____ Information shown

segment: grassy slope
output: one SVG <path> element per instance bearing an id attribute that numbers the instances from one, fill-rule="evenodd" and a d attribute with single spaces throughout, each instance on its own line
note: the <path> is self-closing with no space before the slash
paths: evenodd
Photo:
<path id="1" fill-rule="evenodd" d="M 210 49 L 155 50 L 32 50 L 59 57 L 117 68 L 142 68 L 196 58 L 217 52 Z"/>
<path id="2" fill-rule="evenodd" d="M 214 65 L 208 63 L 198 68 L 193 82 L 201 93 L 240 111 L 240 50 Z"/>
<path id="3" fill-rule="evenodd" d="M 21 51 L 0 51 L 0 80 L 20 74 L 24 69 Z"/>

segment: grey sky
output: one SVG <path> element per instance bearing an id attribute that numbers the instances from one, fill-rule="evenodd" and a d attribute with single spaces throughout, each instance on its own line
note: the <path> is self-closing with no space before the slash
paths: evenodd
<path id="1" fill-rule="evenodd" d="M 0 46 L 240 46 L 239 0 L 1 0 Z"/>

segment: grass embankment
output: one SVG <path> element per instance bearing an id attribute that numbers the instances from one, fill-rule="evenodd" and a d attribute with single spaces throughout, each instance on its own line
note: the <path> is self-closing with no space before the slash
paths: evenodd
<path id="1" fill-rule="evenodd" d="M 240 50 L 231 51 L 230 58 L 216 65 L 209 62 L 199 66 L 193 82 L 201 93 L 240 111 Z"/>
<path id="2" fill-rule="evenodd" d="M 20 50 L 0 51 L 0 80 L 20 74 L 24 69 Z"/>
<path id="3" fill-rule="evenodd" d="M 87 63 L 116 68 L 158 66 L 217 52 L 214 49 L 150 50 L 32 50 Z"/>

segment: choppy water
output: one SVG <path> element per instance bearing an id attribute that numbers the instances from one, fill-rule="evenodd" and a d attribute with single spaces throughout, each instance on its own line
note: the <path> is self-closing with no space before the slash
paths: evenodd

________

> [Task description]: Can you update the listing so that every "segment" reads "region" and nothing else changes?

> [Answer for the task]:
region: grassy slope
output: one SVG <path> element per instance bearing an id attribute that numbers the instances from one, fill-rule="evenodd" and a d attribute with single spaces throughout, each instance on its own line
note: the <path> is self-closing with no space before the slash
paths: evenodd
Photo:
<path id="1" fill-rule="evenodd" d="M 210 49 L 155 50 L 32 50 L 59 57 L 117 68 L 142 68 L 196 58 L 217 52 Z"/>
<path id="2" fill-rule="evenodd" d="M 214 65 L 208 63 L 198 68 L 193 82 L 201 93 L 240 111 L 240 50 Z"/>
<path id="3" fill-rule="evenodd" d="M 21 51 L 0 51 L 0 80 L 20 74 L 24 69 Z"/>

region: grey sky
output: one SVG <path> element per instance bearing an id attribute that numbers the instances from one, fill-rule="evenodd" and a d attribute with single spaces throughout, each instance on its own line
note: the <path> is self-closing with no space before the slash
paths: evenodd
<path id="1" fill-rule="evenodd" d="M 0 46 L 240 46 L 239 0 L 1 0 Z"/>

region: grass embankment
output: one SVG <path> element per instance bearing an id attribute that numbers the instances from one, fill-rule="evenodd" and a d attribute with single spaces throughout, each instance on its own line
note: the <path> is self-closing with no space before the slash
paths: evenodd
<path id="1" fill-rule="evenodd" d="M 240 50 L 231 51 L 230 58 L 216 65 L 209 62 L 199 66 L 193 82 L 201 93 L 240 111 Z"/>
<path id="2" fill-rule="evenodd" d="M 20 50 L 0 51 L 0 80 L 20 74 L 24 69 Z"/>
<path id="3" fill-rule="evenodd" d="M 87 63 L 116 68 L 158 66 L 217 52 L 214 49 L 150 50 L 32 50 Z"/>

region: choppy water
output: one SVG <path> element per instance bearing an id attribute that numbers the instances from one, fill-rule="evenodd" and a d attribute with single spaces throughout, each instance on its own line
note: the <path> is self-closing with no space before the slash
paths: evenodd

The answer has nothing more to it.